What you have to do
Reproduce exactly the lines below, starting at the line that contains "the hay field" and ending with the last line of the records, both included; leave out any pictures.

[Records from a dataset]

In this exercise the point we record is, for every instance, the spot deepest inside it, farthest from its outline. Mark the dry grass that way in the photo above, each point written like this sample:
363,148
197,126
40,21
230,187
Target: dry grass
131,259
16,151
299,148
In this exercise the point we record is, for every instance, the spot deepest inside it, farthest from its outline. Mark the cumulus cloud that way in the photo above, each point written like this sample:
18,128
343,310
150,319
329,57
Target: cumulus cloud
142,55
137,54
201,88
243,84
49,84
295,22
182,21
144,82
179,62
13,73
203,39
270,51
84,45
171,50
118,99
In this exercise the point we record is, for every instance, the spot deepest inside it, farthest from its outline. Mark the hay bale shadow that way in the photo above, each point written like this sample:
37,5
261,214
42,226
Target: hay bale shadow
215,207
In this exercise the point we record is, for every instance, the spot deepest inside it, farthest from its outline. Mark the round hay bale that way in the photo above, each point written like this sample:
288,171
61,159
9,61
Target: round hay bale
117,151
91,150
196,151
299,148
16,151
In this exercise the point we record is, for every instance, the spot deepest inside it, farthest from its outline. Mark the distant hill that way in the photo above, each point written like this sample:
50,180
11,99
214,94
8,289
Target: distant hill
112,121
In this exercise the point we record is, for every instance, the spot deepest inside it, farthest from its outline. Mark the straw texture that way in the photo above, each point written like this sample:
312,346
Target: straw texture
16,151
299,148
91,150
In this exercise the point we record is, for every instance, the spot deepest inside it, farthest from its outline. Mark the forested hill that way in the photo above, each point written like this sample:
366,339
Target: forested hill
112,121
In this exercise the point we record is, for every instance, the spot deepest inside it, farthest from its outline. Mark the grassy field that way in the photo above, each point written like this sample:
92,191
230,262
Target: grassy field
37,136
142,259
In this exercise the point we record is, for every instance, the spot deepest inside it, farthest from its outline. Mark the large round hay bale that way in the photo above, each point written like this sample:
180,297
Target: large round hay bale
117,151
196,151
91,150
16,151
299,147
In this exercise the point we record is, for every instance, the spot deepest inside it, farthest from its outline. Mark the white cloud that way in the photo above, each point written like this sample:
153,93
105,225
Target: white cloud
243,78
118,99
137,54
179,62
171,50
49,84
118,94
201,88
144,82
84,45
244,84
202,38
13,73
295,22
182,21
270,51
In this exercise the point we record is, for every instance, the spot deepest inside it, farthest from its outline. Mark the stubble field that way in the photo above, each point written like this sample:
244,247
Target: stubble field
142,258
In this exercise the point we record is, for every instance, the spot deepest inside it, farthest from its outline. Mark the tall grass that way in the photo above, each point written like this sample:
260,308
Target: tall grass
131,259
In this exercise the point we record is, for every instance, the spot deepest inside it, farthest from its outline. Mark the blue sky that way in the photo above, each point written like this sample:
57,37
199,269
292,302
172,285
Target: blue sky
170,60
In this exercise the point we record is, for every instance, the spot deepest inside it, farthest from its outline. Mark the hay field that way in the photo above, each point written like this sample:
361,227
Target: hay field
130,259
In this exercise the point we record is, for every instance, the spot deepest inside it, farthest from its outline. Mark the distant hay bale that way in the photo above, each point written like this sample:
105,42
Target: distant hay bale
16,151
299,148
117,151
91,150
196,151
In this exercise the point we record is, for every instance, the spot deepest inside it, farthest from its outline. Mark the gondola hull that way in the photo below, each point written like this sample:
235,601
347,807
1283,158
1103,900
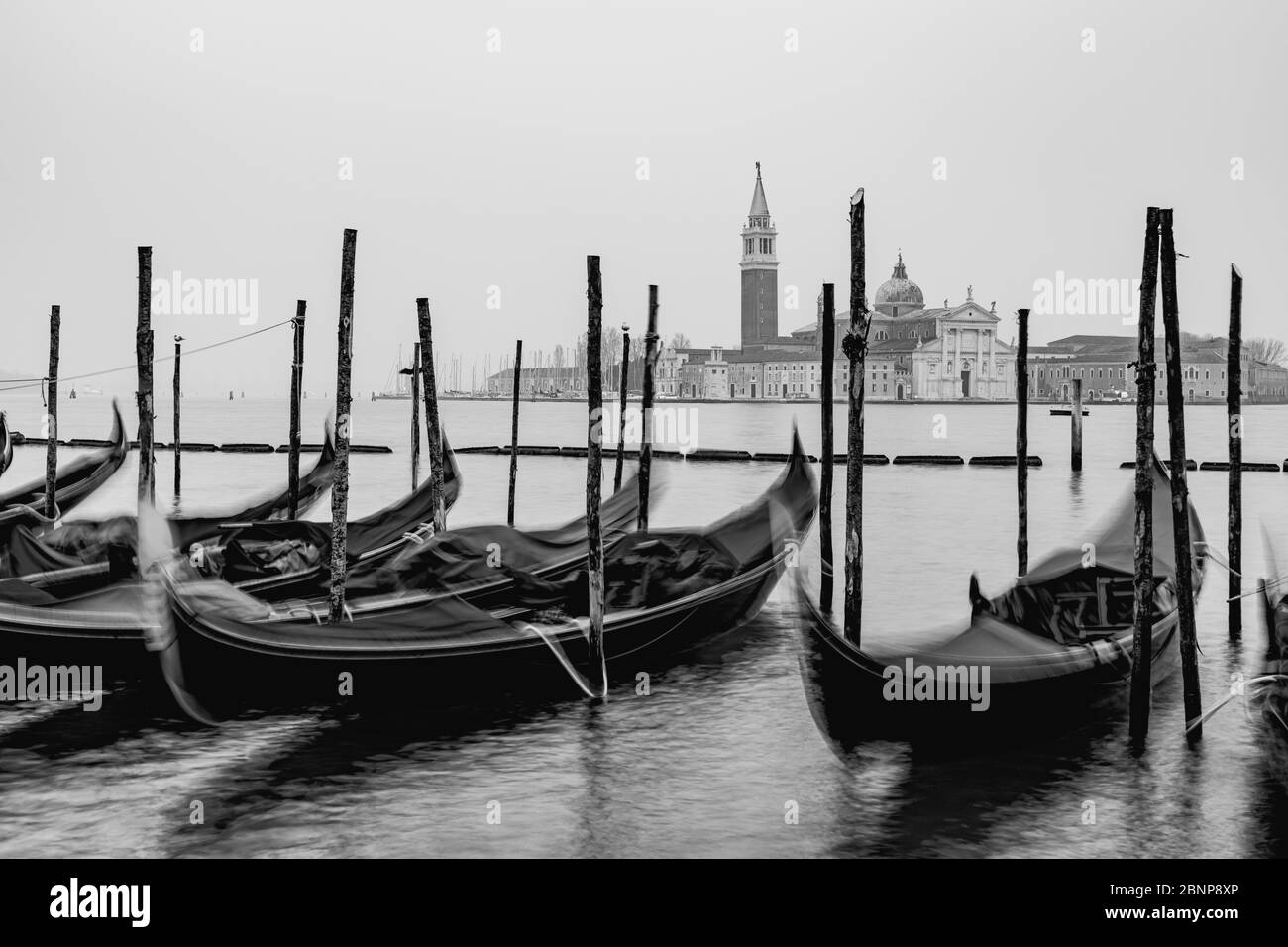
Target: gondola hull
1052,652
110,622
73,482
224,678
226,652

Finished answer
In this exercise the point we record is, for every instance, the spot deepest inside it, farthest from its outline. Mark the hay field that way in the photo above, each point written like this sample:
361,227
Target: hay field
130,259
In this exercise the point we record is, for every instance, the spot deepest inside it, farthest from its outline. Mark the distant hay bale that way in the photo above, each point written like this sample:
105,42
Target: distant hay bale
16,151
299,148
117,151
91,150
196,151
In this exercise the point we record is, for every instance, the spot deepest inside it, farthest from its outline. Mark the gondola hull that way in the photo below, each point written like this sample:
235,601
347,807
1283,158
1103,900
Target: gondola hull
1052,652
110,622
73,482
224,678
226,652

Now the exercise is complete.